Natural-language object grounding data
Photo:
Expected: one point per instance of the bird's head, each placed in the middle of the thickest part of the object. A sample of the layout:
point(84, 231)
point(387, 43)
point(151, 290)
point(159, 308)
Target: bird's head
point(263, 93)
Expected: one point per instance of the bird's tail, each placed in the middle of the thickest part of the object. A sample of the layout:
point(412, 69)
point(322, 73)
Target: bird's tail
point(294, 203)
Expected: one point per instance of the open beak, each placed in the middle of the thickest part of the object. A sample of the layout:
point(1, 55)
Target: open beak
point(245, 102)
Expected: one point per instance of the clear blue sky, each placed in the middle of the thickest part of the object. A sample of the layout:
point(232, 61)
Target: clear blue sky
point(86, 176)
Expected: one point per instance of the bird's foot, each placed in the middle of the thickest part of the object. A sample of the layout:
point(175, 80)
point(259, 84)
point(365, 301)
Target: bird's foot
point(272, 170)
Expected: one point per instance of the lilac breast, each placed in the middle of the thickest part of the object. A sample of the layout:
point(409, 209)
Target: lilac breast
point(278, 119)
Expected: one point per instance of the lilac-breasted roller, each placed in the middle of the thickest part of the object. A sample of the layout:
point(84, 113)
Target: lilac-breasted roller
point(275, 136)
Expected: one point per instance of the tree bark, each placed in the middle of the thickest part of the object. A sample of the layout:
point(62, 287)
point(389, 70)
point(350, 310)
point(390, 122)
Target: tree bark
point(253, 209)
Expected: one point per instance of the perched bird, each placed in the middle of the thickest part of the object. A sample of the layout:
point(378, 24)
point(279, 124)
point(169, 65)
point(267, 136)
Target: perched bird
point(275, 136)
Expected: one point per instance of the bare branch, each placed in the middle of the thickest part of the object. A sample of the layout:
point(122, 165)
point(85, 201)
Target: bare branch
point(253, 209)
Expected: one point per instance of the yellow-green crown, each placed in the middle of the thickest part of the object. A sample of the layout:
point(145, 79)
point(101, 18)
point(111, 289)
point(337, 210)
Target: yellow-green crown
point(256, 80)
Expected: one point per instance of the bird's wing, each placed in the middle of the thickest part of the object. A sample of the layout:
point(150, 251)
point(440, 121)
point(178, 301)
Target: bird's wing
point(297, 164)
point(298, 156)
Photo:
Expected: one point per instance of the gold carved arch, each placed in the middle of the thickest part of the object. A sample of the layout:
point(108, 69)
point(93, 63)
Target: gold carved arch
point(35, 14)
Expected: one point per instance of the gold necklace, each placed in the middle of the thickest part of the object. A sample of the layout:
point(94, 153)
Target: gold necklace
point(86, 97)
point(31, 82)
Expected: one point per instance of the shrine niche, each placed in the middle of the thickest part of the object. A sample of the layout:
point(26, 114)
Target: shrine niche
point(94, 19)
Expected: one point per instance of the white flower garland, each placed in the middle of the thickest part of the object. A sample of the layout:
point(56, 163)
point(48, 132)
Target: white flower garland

▶ _Instructions for the task_
The records above are to be transcribed exactly, with nothing left out.

▶ _Answer to the exercise_
Photo:
Expected: one point per instance of the bird's head, each placed in the middle of the thickest part of the object. A sample of the layout:
point(84, 231)
point(387, 43)
point(151, 290)
point(159, 308)
Target: bird's head
point(263, 93)
Expected: one point per instance of the bird's tail, each placed in the middle of the thickest part of the object. A sample of the layout:
point(412, 69)
point(322, 73)
Target: bird's tail
point(294, 203)
Expected: one point per instance of the open beak, each placed in the middle of the thickest part of the object. A sample of the layout:
point(1, 55)
Target: open beak
point(245, 102)
Expected: one point per instance of the clear blue sky, each placed in the middle of the thickest part of the object. A sample of the layout:
point(232, 61)
Target: clear blue sky
point(86, 176)
Expected: one point per instance of the bird's foot, each placed in the middle of the thickest part of the object. A sample of the layout:
point(175, 80)
point(259, 84)
point(365, 301)
Target: bird's foot
point(272, 170)
Expected: one point per instance of the lilac breast, each placed in the middle of the thickest part of the object. A sample of the layout:
point(409, 209)
Target: lilac breast
point(278, 119)
Expected: one point per instance of the lilac-breasted roller, each placed in the middle of the thickest part of the object. A sample of the layout:
point(84, 113)
Target: lilac-breasted roller
point(275, 136)
Expected: one point per instance of the tree bark, each placed in the middle of the thickest part of the object. A sample of the layout:
point(62, 287)
point(389, 70)
point(350, 310)
point(390, 122)
Target: tree bark
point(253, 209)
Expected: one point per instance of the perched bird, each placed in the middle of the thickest part of the object. A sample of the layout:
point(378, 24)
point(279, 124)
point(169, 65)
point(267, 136)
Target: perched bird
point(275, 136)
Expected: one point per instance of the bare branch, each placed in the middle of the thickest part of the object. A sample of the layout:
point(122, 165)
point(85, 201)
Target: bare branch
point(253, 209)
Expected: one point per instance of the yellow-green crown, each placed in the middle of the thickest part of the object. A sample of the layout:
point(145, 79)
point(101, 18)
point(111, 289)
point(337, 210)
Target: yellow-green crown
point(256, 80)
Expected: one point per instance of the bird's wing, each placed in the middle of the thickest part of the object. A sample of the layout:
point(150, 251)
point(440, 121)
point(178, 301)
Target: bird's wing
point(297, 164)
point(298, 156)
Photo:
Expected: one point per instance of the gold carved arch, each placed in the middle of the thickest part of the object. A sample of the layout:
point(108, 69)
point(93, 63)
Target: gold carved arch
point(35, 14)
Expected: one point per instance of the gold necklace, each placed in the middle of the thickest part of the object. A sample of the layout:
point(94, 153)
Target: gold necklace
point(86, 97)
point(31, 82)
Expected: one point per instance of the shrine niche, each placed in the middle of the thickest part of the object. A sample of the layout:
point(26, 114)
Target: shrine niche
point(94, 19)
Expected: one point per instance of the white flower garland, each placed in the middle of the thickest part of the object. A sample of the layout:
point(56, 163)
point(48, 132)
Target: white flower garland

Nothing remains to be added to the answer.